SOURCE EXTRACT —
Mark Montague, Alexandra McKenna-Mantica, Katherine Oswald, Tyler Milliron, Diana Rose Becker and Chelsie Nectow in a scene from The Gershwins’ “Pardon My English” (Photo credit: Michael Portantiere)

Victor Gluck, Editor-in-Chief

Victor Gluck, Editor-in-Chief

No wonder The Gershwins’ Pardon My English is not better known! When it turned out that the dual role of British spy and German bootlegger written for English musical revue star Jack Buchanan was not right for him, he bought out his contract, but not before much of the material had been rearranged and reassigned. However, by then one writer and director had left and several cast members changed. At each of the stops on the pre-Broadway tour (Philadelphia, Brooklyn, Newark, Boston) more heads rolled as the focus had been lost. The show that finally came to New York had little resemblance to the one they had started with, and not surprisingly, failed.

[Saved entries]
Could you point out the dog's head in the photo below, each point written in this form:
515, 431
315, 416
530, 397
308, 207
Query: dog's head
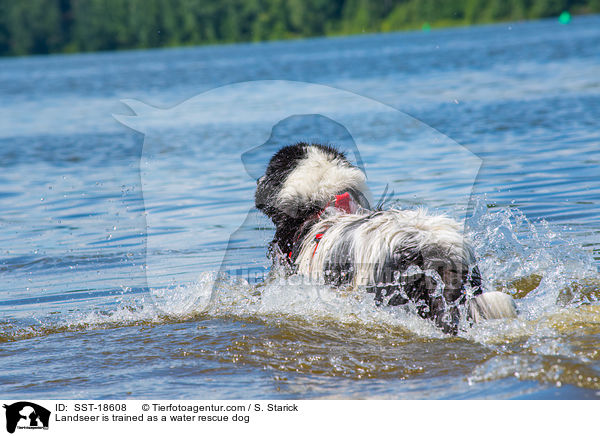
302, 179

DIRECTIVES —
(1) In the review excerpt, which performer was the dual role of British spy and German bootlegger written for?
(2) Reproduce the review excerpt between "Mark Montague, Alexandra" and "credit: Michael Portantiere)", inclusive.
The entries have no connection to the review excerpt.

OUTPUTS IN ORDER —
(1) The English musical revue star Jack Buchanan.

(2)
Mark Montague, Alexandra McKenna-Mantica, Katherine Oswald, Tyler Milliron, Diana Rose Becker and Chelsie Nectow in a scene from The Gershwins’ “Pardon My English” (Photo credit: Michael Portantiere)